-------- Given passage --------

Michael Moore is back, and he’s back full of rage, anger and determination to tell it as it is even if the rest of the world wants to bury their heads in the sand. This is the man who took on the NRA, the Bush administration and the health care system in America. And he has a new target in his sights. None other, than Mr. Donald Trump. Although, Moore’s outrage machine is not aimed directly at the 45th President of the United States, but at the media, the democratic party and Gwen Stefani. Moore pulls back the band-aid that is trying hold a crippled country together, in order to show the viewer a system that disenfranchises voters, mistreats its poor, and allows corruption to flourish. There’s a real sense of passion behind this latest project of Moore’s and as a result Fahrenheit 11/9 is ultimately Moore’s best film in years.

--------

**Task objective**:
List the three things the Fahrenheit 11/9 passage says Michael Moore took on before this film.

-------- Stored data --------

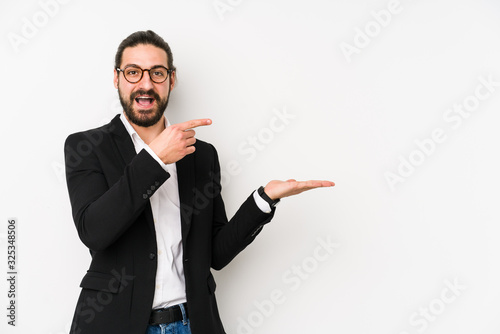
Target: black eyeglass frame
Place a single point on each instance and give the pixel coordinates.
(169, 71)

--------

**Result**:
- the NRA
- the Bush administration
- the health care system in America